GOAL: Set down exactly the lines from the one containing "of the cotton" through the last line of the records below, both included, and nothing else.

************

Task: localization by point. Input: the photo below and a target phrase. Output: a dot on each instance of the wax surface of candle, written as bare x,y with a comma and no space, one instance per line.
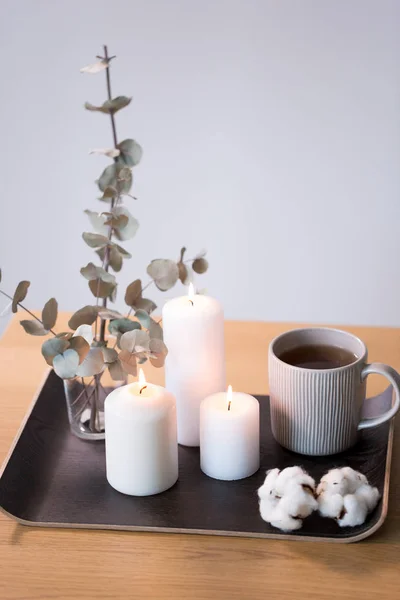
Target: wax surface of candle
195,365
141,439
230,439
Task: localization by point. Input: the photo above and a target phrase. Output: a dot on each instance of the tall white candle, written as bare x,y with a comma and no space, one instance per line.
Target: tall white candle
230,435
141,439
195,366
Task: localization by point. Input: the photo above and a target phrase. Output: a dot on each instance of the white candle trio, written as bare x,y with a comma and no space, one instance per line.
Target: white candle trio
144,422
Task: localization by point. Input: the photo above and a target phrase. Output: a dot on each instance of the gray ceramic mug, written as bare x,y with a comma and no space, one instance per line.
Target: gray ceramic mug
318,411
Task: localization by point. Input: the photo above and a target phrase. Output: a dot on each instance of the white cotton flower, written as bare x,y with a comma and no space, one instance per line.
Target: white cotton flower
330,505
345,495
267,489
354,511
287,497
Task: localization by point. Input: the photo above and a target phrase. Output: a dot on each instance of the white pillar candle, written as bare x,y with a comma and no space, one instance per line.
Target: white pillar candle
195,366
229,435
141,439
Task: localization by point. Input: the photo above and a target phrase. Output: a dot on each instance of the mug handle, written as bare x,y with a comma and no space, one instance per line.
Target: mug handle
394,379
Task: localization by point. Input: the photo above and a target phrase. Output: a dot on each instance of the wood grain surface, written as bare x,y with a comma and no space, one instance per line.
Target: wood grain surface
41,563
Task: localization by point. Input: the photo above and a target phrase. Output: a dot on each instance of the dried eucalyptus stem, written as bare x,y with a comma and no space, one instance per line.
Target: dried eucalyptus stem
114,133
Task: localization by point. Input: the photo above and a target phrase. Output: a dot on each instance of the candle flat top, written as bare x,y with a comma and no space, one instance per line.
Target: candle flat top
240,404
139,398
185,306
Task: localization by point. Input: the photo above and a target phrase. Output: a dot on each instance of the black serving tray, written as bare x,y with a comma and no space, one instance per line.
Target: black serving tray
52,478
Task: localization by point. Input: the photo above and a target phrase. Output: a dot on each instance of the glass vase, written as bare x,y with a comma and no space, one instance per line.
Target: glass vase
85,404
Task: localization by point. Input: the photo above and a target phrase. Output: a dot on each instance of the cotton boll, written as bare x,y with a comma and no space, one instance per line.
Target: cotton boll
298,502
267,489
355,511
334,482
330,505
369,495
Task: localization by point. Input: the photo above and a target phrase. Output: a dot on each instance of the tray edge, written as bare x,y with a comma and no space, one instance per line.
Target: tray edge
134,528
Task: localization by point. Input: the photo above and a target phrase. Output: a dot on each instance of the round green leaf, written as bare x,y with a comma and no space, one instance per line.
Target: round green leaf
52,347
66,364
49,313
93,363
120,326
164,272
86,315
34,327
130,152
20,294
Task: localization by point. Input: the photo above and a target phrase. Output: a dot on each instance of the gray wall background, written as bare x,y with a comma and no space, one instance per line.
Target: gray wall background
271,136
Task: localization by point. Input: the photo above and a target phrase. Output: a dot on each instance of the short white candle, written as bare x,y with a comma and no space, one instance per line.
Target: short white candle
230,435
195,366
141,439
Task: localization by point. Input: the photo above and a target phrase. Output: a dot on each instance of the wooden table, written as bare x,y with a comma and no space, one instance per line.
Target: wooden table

************

EXPECTED OUTPUT:
Task: localization by point. Input: the photo above and a target phrase. Output: a dot on each instance of the cotton boll, written as bare x,y with a comma and no space, one instance per line.
Target: cotton boll
298,502
267,489
355,511
334,482
330,505
369,495
Task: localization by point. Input: the photo above and a target phrase. Output: a dot on each instance of the tray edge, written as bare x,y with a comma and no space, one instance per line.
Target: tray edge
134,528
Task: localization by point. Input: the photo above and a target phrase. Output: a dot on each instance of the round green leaf, written as bare x,y with a comma and no space, one instance per line.
Target: round green leaf
52,347
66,364
49,313
93,363
120,326
164,272
86,315
34,327
130,152
20,294
Task: localization by point. Input: the photo above and a target phrase. Output: a dot on each instance of the gray wall background, written as bare x,y with a comma and no space, one instance per line.
Target: gray wall background
271,136
Task: localization by point. Input: the photo above and a target phrase. Output: a dot on each instance of the short white candle, written as bare x,y with a comma and no space, one instance per line.
Target: short white candle
230,435
195,366
141,439
Task: localization by point. Input: the photo above and a target phrase. Output: a dot on each instance of the wooden table, written as bare x,y with a comma and no space, one instance per line.
Target: wooden table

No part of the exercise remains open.